DO THIS
Your task is to output the entries below word for word.

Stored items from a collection
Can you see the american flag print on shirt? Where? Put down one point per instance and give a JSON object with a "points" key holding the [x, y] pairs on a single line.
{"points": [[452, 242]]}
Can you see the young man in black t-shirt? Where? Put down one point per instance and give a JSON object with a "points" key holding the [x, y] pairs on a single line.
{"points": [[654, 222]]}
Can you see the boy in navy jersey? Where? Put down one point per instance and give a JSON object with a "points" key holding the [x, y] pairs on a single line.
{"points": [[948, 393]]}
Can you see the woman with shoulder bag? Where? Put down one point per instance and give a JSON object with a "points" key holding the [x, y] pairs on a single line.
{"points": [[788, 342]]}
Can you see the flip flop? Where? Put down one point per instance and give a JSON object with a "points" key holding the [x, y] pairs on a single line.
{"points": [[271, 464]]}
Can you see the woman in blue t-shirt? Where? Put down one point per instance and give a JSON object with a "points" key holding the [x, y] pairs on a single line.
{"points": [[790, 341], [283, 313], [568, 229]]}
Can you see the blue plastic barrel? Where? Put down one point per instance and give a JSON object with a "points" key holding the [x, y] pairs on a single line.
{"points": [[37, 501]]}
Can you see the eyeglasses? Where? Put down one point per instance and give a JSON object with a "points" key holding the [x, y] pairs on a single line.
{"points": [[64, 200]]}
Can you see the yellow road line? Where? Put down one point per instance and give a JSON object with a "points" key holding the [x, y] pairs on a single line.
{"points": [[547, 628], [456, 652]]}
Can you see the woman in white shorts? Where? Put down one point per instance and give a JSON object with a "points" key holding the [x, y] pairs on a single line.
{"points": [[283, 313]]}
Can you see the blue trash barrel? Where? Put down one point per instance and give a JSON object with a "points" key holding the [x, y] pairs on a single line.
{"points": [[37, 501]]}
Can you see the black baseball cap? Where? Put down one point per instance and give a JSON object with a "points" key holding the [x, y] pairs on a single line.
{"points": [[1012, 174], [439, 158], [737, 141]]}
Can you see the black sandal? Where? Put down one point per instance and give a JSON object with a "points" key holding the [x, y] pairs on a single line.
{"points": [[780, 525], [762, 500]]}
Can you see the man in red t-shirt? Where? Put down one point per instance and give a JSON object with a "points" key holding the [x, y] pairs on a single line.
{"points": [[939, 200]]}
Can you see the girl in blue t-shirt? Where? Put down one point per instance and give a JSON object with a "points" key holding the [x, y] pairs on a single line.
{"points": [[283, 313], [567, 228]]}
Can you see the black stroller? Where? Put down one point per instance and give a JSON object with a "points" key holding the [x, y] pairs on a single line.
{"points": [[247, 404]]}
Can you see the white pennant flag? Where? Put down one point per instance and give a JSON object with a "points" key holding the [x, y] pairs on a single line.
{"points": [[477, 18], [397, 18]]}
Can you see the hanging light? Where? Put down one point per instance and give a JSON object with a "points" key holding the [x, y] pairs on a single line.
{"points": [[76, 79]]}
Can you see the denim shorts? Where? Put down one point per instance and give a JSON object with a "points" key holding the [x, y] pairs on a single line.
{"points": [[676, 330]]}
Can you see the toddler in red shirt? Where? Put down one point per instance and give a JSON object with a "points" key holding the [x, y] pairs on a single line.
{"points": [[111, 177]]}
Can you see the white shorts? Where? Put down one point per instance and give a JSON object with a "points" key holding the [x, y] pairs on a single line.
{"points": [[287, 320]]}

RESPONSE FOR THIS EXERCISE
Can you see the american flag print on shirt? Where? Put down one point per instance and give a JSON object with a "points" key holding the [x, y] pairs on a single line.
{"points": [[452, 242]]}
Can you see the young man in black t-shirt? Where? Put down one point per instance and give a JSON object with a "points" key holding the [x, y] pairs on a single line.
{"points": [[654, 222]]}
Can you see the boy in navy jersey? Where? Put down one point per instance and give a JSON object with a "points" key holding the [x, y] pairs on a single line.
{"points": [[948, 393]]}
Can you see the woman with shoulder bag? Where? Put down one point per instance and give a JSON object with a "points" key holding the [x, y] pairs on a single line.
{"points": [[788, 342]]}
Can you see the flip flop? Where? Put down one point per instance and give a JSON object with a "points" key holding the [x, y] pairs on a single line.
{"points": [[271, 464]]}
Can you see the woman in blue t-shirt? Where? Put down one point per instance and give a JSON object with a "points" key holding the [x, y] pairs on a single line.
{"points": [[790, 341], [283, 313], [568, 229]]}
Can you see the blue plastic barrel? Where? Put down one point per instance and give a JSON object with a "points" key holding the [x, y] pairs on a single line.
{"points": [[37, 501]]}
Can you see the eyeglasses? Where? Put down one point per instance and give a JSON object with a "points" key holding the [x, y] pairs on a single line.
{"points": [[64, 200]]}
Can you see the yellow road line? Where? Put down one point per instance and give a JSON object with a "points" key holding the [x, y] pairs on a single line.
{"points": [[547, 628], [456, 652]]}
Can you see the woman in white shorts? Where? Put down one point per instance and give a JSON object with a "points" key holding the [x, y] pairs on a single line.
{"points": [[283, 313]]}
Can you see the blue trash barrel? Where? Put down one point per instance and give a JSON object with a "points" key holding the [x, y] pairs on a single line.
{"points": [[37, 501]]}
Can you see the black baseball cap? Where? Put down one point per instance and give a JSON object with a "points" key holding the [x, y] pairs on a single line.
{"points": [[1012, 174], [439, 158], [737, 141]]}
Can you see the black sandal? Where? Put down one point per instance and give a JSON object with a "points" key holding the [x, y] pairs on a single line.
{"points": [[780, 525], [762, 500]]}
Can you see the man in red t-shirt? Where? Put down one point per instance and give a JSON object with a "points" key holding the [x, y] pairs on a single line.
{"points": [[939, 200]]}
Can you see the girl in blue t-shirt? Where? Put down one point per instance and give a JSON object with a "points" key holding the [x, y] pairs on a single line.
{"points": [[283, 313], [567, 228]]}
Can you see the black stroller? Where? Put down one point per instance and give a JSON object with a "points" key holding the [x, y] pairs on a single line.
{"points": [[247, 404]]}
Can you see the white pennant flag? Where? Put down one point per instance and give a JSON object with a "points" key holding the [x, y] pairs on a single line.
{"points": [[477, 18], [397, 18]]}
Can you see the hanging light? Where? Put down one point per instance and give a JSON object with a "points" key holding the [x, y] pairs on a single line.
{"points": [[76, 79]]}
Can you see the denim shorts? Where? Put down one point per instance and give a JSON object with a "points" key holding the [x, y] pairs on a single line.
{"points": [[676, 330]]}
Can you see the toddler in red shirt? Where? Put down one point per instance and give a JSON object with a "points" key holding the [x, y] pairs on a single line.
{"points": [[111, 177]]}
Can you see the white shorts? Where? Put down one point per instance and give a JSON object with a "points" key holding the [x, y] pairs on a single line.
{"points": [[287, 320]]}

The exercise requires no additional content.